> **The problem**:
Convert the lines below into a Markdown table with the columns No. and Text, starting at the first line and ending at the line containing "column 147, row 265", both included. Number each row and leave out blank lines.

> **Material supplied**:
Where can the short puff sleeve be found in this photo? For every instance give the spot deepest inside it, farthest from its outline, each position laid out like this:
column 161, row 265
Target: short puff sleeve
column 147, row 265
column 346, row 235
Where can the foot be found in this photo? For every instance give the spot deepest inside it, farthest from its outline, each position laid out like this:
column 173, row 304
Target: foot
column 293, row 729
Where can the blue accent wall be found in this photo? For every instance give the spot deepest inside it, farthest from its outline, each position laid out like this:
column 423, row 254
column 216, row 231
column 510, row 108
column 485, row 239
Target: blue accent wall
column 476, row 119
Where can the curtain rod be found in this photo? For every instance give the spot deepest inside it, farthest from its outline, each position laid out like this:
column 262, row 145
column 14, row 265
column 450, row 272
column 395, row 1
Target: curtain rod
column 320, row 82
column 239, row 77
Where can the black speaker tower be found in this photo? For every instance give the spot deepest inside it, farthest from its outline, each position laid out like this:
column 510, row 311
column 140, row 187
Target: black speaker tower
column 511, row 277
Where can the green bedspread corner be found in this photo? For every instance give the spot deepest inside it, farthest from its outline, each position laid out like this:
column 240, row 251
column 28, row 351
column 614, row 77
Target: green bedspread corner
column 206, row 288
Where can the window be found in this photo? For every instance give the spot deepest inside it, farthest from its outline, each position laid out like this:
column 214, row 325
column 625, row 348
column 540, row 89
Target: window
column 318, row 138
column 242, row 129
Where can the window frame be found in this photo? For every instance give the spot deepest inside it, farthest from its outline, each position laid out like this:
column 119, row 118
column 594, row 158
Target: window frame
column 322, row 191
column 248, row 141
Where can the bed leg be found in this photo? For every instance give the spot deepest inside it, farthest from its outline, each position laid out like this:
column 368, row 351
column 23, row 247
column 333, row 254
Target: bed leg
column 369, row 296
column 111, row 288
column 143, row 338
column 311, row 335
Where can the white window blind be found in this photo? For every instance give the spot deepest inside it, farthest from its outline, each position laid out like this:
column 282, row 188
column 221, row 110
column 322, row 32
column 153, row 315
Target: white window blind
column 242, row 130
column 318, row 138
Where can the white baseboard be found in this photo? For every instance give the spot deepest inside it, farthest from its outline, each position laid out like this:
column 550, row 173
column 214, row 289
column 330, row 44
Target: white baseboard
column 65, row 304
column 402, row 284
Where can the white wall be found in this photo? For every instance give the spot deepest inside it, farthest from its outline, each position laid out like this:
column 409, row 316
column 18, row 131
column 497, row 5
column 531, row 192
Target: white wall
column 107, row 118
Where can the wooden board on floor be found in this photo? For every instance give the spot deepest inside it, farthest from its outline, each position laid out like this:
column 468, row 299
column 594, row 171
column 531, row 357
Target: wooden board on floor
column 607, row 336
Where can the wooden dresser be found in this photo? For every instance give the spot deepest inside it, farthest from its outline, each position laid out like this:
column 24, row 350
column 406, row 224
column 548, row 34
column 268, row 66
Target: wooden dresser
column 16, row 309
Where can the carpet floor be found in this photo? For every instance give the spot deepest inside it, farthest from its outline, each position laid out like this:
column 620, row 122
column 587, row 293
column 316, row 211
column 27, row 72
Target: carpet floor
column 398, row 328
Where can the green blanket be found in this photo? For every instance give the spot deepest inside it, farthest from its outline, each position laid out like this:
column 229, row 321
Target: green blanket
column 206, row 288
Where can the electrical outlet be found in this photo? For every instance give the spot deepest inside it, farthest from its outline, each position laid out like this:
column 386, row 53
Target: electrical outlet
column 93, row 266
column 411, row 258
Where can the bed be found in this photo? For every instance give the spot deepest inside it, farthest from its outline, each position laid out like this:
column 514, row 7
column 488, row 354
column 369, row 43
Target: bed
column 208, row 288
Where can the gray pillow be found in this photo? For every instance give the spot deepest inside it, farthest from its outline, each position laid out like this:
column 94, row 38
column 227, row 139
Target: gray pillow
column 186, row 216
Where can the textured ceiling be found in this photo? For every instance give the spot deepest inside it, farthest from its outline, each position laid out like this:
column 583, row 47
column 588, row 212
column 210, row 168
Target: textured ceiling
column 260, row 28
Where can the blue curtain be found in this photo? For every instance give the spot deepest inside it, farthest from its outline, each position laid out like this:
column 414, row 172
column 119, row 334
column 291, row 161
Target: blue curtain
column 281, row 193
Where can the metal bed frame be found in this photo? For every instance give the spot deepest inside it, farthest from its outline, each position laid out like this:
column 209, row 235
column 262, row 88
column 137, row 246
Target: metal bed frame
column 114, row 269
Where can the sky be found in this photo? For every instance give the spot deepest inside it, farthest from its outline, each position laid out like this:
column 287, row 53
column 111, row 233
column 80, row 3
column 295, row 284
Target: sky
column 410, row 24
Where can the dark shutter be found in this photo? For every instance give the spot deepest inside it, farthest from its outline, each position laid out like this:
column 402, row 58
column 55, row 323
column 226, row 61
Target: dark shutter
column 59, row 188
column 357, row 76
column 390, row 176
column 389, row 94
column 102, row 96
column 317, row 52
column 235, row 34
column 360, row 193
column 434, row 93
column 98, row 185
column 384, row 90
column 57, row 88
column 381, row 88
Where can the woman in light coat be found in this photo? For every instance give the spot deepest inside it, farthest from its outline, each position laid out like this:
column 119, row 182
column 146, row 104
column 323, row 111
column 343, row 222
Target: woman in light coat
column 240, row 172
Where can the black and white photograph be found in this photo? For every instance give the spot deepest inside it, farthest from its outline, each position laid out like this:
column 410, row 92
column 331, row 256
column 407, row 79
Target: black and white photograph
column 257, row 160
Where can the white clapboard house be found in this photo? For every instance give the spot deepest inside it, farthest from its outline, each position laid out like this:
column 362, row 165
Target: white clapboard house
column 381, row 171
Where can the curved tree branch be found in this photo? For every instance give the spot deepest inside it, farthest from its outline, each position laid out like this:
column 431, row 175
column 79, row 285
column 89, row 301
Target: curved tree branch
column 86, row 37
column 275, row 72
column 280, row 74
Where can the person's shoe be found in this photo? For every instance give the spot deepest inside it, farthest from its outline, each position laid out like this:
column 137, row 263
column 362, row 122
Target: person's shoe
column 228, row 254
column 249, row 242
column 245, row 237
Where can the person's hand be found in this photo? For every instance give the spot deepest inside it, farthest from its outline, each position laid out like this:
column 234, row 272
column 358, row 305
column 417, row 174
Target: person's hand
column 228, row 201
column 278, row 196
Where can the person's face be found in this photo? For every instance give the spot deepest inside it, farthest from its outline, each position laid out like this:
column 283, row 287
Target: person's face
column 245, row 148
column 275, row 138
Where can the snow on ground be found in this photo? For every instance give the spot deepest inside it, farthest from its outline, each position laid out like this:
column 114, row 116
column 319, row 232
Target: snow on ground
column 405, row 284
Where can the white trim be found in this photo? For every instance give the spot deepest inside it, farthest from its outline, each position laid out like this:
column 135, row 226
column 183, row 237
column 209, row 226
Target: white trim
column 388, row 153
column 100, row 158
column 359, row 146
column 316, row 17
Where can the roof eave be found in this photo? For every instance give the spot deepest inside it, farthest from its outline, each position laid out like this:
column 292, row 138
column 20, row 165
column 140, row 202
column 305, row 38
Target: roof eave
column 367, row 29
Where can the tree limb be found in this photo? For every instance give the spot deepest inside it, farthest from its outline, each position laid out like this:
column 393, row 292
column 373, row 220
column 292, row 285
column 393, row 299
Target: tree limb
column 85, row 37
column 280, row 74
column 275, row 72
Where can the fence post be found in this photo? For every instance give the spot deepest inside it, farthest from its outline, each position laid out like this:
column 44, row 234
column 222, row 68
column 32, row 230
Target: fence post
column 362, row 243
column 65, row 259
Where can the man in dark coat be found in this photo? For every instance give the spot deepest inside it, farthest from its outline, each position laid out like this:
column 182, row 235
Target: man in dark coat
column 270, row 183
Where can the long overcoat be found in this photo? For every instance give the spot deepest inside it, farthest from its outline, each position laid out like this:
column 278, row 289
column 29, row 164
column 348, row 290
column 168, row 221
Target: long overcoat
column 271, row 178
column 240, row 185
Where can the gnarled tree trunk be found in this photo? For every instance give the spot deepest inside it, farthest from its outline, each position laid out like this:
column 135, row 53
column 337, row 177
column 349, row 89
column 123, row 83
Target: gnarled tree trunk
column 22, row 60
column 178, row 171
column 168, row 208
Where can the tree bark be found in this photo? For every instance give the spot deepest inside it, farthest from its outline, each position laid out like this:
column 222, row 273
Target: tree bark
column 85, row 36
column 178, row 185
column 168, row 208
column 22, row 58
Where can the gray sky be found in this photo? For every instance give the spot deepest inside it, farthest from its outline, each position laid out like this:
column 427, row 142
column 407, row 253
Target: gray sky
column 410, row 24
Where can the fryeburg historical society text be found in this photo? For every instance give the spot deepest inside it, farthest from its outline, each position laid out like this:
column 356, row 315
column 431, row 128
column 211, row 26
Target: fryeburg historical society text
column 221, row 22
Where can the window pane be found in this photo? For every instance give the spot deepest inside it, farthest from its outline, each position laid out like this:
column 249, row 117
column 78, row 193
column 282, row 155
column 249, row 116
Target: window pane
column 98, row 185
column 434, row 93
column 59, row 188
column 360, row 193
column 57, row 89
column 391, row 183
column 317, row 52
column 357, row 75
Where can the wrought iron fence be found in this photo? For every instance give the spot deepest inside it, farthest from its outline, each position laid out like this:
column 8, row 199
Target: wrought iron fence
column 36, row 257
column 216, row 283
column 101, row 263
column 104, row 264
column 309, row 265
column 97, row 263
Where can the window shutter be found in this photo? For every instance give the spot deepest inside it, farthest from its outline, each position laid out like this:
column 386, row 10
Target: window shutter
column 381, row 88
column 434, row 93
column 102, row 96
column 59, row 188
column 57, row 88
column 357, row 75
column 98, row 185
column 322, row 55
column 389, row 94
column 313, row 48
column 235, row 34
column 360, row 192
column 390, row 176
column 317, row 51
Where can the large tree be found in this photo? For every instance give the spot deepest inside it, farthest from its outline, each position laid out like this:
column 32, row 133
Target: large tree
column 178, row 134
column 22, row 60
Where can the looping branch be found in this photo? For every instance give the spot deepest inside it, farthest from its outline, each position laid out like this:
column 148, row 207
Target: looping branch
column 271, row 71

> **Exercise response**:
| No. | Text |
|---|---|
| 1 | Where can the short puff sleeve be found in this photo? For every instance give the spot deepest inside it, farthest from its outline, each position laid out like this: |
| 2 | column 161, row 265 |
| 3 | Target: short puff sleeve |
| 4 | column 147, row 265 |